__EXERCISE__. Search the listing below for the word "bench", and copy every line in which it turns up.

__RECORDS__.
[Start of section]

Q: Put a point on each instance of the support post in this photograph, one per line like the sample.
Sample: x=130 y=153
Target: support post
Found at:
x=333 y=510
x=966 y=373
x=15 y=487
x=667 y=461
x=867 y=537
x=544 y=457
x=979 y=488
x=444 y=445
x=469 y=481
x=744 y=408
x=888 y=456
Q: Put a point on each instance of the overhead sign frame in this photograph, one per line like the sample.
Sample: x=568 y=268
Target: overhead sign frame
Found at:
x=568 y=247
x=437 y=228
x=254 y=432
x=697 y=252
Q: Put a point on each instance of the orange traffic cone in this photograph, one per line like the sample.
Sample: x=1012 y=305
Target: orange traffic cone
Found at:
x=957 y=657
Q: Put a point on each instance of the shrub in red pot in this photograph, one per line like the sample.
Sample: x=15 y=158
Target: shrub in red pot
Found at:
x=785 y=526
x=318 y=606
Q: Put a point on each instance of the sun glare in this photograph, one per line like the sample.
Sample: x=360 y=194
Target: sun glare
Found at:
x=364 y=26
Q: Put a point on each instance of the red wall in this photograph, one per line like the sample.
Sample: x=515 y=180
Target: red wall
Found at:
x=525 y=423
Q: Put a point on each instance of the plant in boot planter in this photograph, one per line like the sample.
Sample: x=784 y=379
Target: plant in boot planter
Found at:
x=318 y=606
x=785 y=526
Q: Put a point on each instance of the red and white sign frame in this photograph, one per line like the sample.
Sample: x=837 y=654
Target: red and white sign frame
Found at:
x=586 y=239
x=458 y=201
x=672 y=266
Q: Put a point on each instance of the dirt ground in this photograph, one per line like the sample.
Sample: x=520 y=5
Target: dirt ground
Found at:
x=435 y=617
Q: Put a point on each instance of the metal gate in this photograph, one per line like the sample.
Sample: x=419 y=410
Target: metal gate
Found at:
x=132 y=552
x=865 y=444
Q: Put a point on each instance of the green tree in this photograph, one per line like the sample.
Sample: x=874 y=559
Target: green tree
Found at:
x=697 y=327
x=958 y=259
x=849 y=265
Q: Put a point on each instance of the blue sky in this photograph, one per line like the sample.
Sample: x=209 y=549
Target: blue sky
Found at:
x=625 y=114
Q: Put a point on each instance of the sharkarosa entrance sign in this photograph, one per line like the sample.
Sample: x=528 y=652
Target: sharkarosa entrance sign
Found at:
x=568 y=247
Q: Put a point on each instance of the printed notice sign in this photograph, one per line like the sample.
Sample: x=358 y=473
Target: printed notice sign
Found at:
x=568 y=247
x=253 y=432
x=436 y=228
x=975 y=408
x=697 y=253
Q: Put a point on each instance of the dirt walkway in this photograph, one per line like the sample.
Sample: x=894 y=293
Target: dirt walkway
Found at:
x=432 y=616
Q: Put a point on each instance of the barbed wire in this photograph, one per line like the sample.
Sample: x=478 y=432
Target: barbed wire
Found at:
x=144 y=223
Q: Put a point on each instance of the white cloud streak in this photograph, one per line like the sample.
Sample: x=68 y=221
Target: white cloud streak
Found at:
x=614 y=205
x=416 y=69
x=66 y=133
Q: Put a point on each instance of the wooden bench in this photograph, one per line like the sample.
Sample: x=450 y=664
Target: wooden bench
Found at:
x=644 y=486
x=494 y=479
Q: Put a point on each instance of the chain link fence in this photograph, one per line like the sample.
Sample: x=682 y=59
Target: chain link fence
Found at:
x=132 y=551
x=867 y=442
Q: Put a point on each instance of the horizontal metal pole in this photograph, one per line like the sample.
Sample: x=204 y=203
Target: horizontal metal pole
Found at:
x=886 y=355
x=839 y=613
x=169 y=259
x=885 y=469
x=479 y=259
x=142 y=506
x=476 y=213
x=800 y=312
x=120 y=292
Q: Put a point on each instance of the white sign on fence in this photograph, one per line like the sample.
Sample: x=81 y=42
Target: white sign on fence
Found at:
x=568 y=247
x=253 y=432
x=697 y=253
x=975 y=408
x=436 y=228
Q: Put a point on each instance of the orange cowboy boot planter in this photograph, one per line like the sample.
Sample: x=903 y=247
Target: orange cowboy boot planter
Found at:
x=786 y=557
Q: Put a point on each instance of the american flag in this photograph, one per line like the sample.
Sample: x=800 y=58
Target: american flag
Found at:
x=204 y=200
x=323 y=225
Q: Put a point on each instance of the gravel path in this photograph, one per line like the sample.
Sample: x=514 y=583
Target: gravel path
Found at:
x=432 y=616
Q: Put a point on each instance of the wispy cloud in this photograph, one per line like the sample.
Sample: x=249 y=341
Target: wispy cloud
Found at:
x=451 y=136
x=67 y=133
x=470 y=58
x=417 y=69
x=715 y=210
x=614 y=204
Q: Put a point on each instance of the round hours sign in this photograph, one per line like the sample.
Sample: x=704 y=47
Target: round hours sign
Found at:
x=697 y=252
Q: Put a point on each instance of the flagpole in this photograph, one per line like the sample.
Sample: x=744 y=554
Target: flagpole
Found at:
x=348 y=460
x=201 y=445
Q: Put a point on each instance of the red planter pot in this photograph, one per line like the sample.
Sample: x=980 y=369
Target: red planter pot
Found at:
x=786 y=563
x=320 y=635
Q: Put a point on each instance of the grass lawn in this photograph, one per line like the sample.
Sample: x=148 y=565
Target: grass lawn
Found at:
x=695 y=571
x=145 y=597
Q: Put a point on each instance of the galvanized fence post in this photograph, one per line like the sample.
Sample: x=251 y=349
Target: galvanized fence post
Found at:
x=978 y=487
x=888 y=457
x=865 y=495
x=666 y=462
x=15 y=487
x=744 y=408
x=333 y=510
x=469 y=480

[End of section]

__REPLY__.
Q: Put a point on each instance of the wooden bench in this photograph, one per line like the sample.
Target: wooden bench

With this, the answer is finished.